- What you need to do -
Arrange the rows as a numbered list, from the line containing "of the rippled" up to and including the final row, omitting blank lines.

↓↓↓

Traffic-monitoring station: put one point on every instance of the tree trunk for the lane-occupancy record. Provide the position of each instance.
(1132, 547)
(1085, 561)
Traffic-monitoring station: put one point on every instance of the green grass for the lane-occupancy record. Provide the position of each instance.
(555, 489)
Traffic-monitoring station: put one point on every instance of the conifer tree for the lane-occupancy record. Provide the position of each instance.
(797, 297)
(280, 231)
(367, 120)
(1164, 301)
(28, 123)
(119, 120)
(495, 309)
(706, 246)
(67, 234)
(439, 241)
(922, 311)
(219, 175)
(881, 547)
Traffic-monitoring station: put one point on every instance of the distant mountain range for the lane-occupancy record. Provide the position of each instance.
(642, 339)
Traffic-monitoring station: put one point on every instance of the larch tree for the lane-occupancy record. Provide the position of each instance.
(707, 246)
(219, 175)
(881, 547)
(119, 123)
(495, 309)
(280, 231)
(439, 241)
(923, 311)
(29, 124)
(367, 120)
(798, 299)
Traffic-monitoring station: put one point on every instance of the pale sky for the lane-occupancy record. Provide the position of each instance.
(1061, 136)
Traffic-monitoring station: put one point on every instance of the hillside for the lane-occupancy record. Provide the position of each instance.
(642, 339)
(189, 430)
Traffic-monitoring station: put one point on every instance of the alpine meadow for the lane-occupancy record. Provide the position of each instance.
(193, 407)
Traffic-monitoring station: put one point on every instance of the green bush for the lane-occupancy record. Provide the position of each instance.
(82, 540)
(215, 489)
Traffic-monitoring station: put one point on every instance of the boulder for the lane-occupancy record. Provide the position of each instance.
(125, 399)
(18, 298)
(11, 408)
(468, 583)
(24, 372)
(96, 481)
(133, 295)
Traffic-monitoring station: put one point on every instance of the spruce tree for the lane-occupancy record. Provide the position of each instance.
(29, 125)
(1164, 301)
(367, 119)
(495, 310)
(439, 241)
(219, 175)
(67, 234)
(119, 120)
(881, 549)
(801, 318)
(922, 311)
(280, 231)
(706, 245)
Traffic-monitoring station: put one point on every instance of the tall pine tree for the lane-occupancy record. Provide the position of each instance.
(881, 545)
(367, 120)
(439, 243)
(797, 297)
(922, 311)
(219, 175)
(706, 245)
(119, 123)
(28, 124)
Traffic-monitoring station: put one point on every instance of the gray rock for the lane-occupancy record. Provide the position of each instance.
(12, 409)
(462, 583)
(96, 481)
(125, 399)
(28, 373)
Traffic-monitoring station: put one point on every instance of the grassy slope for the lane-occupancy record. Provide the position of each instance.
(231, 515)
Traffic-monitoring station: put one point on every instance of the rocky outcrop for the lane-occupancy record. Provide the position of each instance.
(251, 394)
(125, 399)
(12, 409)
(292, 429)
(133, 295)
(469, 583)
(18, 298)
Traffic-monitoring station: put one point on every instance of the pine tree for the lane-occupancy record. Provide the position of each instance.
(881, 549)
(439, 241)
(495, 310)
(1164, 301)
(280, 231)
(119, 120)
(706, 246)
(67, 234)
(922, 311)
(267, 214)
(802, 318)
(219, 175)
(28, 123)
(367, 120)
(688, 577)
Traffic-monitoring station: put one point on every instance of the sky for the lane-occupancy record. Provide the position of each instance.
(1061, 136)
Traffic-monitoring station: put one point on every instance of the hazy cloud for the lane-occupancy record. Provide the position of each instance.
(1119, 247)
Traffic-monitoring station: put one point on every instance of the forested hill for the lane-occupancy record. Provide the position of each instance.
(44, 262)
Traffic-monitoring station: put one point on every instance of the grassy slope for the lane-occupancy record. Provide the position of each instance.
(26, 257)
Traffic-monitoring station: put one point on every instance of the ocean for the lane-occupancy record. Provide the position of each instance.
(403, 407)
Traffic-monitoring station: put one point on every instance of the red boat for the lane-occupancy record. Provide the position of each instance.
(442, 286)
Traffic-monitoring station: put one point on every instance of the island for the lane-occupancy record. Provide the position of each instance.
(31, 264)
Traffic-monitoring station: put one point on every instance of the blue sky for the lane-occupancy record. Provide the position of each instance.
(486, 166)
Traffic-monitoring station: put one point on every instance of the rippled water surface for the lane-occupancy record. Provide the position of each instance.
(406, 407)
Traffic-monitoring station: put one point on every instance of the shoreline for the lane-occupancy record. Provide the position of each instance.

↑↑↑

- Solution for this problem -
1. Traffic-monitoring station: put one point on every instance of the rippled water surface for the lane-occupancy record. Provide the position of each instance.
2. (406, 407)
3. Traffic-monitoring station: put one point on every instance of the shoreline for the lane-occupancy record. Provide the position of each instance.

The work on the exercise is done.